### Source passage

In addition to hacking the media, I believe the Fifth Circuit’s ruling is also designed to delay the final Supreme Court reckoning on this issue. The Department of Justice has already filed notice of appeal of the Fifth Circuit’s ruling; had that court simply rubber-stamped Kacsmaryk’s religious dogma masquerading as a legal opinion, I’d have thought it was a lock for the Supreme Court to answer on emergency appeal. Now, I’m not so sure (although Washington State District Judge Thomas Rice tried to force the issue by issuing a ruling protecting the pill in 17 states “regardless of the Fifth Circuit’s opinion.”)
The Supreme Court could do what it often does with Republican culture-war cases: allow the bad ruling to remain in place for years until the case gets to the court through the normal process. In this case, that would involve a few years. (This ruling was about the emergency appeal of Kacsmaryk’s ruling; next, the Fifth Circuit would have to have a full hearing on the matter, then rule, then that ruling might be appealed to the full Fifth Circuit; then it would rule, and then it would get appealed to the Supreme Court.) The Supreme Court might hope that the restrictions on the abortion pill simply get normalized (or that a Republican administration institutes a nationwide abortion ban) by the time they bother to get to this case.
If that Fifth Circuit gambit doesn’t work, if the Supreme Court rules in the coming days against all of Kacsmaryk’s opinion and the ridiculous arguments he used to get there, we might have Big Pharma to thank for it. As Mark Joseph Stern wrote at Slate, the pharmaceutical industry and the biotech industry realized, almost overnight, that the long-standing forced-birth crusade against abortions presented a clear and present danger to their businesses. It’s almost like the people who profit off of health care realized abortions are health care, or something.
Just this morning, Danco Laboratories, which is among the companies that makes mifepristone, urged the Supreme Court to intervene. Meanwhile, over 400 drug company executives have signed a letter blasting Kacsmaryk’s ruling, and an amicus brief has been filed with the Fifth Circuit on behalf of heavyweight drug companies like Pfizer. Their argument is that having random judges with no scientific expertise second-guessing the FDA approval process puts the entire drug industry at risk. It’s not just about abortion drugs: painkillers, antidepressants, and, of course, vaccines could be subject to the whims of conservative judges and uninformed activists looking to make CVS and Walgreens the next cultural battlegrounds.
It’s sad that rapacious capitalism might be the ally abortion rights advocates need. But given the current makeup of the Supreme Court, it’s good to have some group that the court believes are people (corporations) on the side of people the court usually treats as malfunctioning incubators (pregnant people). The Supreme Court won’t keep the government out of people’s uteruses, but it generally tries to keep the government out of corporate profits.
The fact that the Fifth Circuit tried to mitigate the media impact of Kacsmaryk’s ruling while upholding the core principles of that ruling does show one thing: Conservatives are starting to get that they’re in trouble. Every time they “win” one of these draconian abortion cases, they create a public backlash that gets conservatives kicked out of office. When conservatives lose Big Pharma, they’re essentially losing Joe Manchin and Kyrsten Sinema as well, which is hard for Republicans to do.
I choose to remain hopeful that Bane’s insight to Batman becomes the epitaph of the forced-birth movement: “Victory has defeated you.”

### Work request
Please answer from the passage on the Fifth Circuit's mifepristone ruling: which company that makes mifepristone urged the Supreme Court to intervene?

### Extracted data
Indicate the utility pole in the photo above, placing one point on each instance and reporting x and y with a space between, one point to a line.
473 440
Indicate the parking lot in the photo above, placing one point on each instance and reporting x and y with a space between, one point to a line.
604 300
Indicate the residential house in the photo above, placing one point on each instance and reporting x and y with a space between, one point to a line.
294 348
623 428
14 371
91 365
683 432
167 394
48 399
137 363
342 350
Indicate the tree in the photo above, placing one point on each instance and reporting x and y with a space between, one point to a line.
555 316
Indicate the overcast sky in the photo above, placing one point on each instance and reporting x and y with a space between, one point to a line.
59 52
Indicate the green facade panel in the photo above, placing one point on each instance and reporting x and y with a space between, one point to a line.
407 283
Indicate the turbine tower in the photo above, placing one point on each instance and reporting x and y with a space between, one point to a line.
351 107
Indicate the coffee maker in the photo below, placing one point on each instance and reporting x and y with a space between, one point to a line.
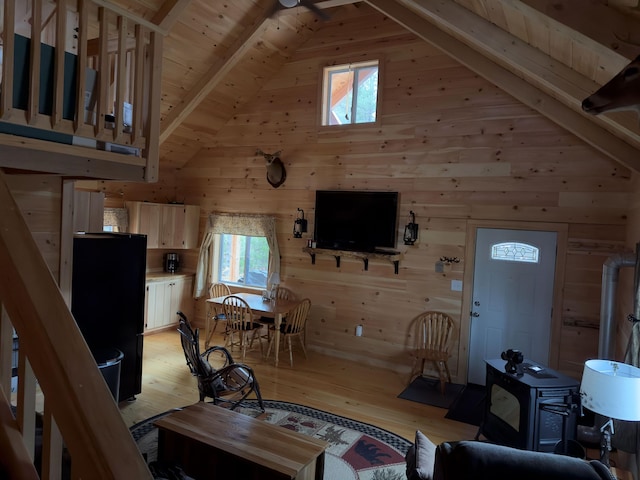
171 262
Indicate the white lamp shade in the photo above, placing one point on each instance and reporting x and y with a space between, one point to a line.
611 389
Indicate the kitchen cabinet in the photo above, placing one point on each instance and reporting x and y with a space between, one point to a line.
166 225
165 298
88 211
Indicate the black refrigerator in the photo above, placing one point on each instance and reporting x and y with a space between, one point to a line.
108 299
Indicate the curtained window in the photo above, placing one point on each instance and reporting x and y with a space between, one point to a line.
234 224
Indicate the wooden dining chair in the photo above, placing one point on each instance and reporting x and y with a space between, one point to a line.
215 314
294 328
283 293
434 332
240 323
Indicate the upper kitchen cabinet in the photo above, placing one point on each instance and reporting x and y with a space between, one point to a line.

### Output for this exercise
Danco Laboratories